EXERCISE MATERIALS
━━━━━━━━━━━━━━━━━━━━

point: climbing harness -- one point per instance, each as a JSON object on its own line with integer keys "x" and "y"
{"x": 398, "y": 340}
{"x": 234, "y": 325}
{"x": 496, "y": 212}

━━━━━━━━━━━━━━━━━━━━

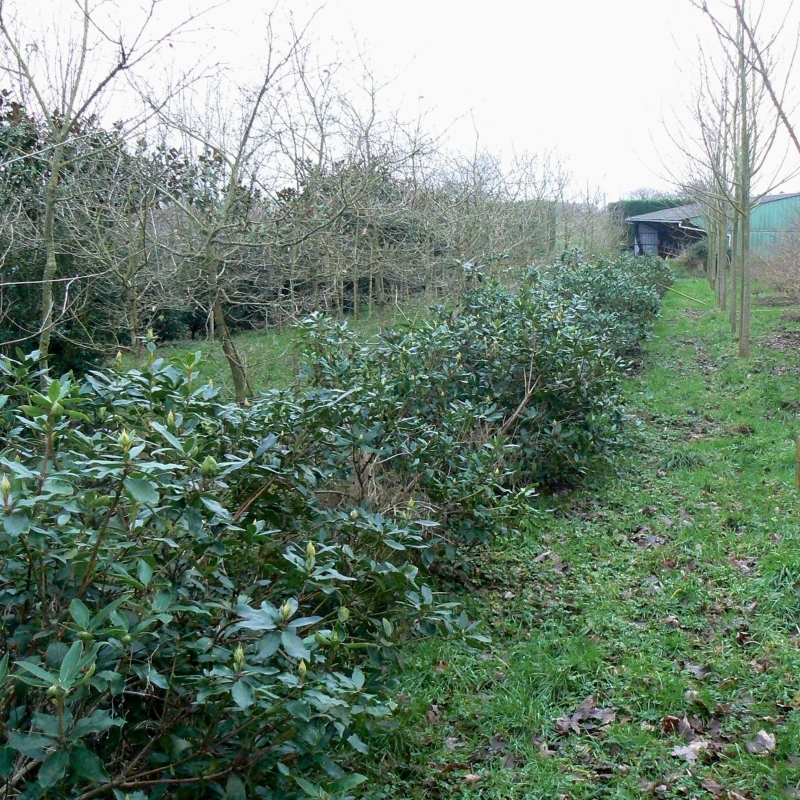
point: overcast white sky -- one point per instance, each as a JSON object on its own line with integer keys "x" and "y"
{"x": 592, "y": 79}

━━━━━━━━━━━━━━━━━━━━

SET TASK
Show each line in the rows above that contains the string "JSON".

CORRECT ANSWER
point: climbing harness -- one point per instance, each as a JSON object on its own line with integer keys "x" and "y"
point: overcast white sky -- one point per instance, each as a JSON object on its own line with integer keys "x" and "y"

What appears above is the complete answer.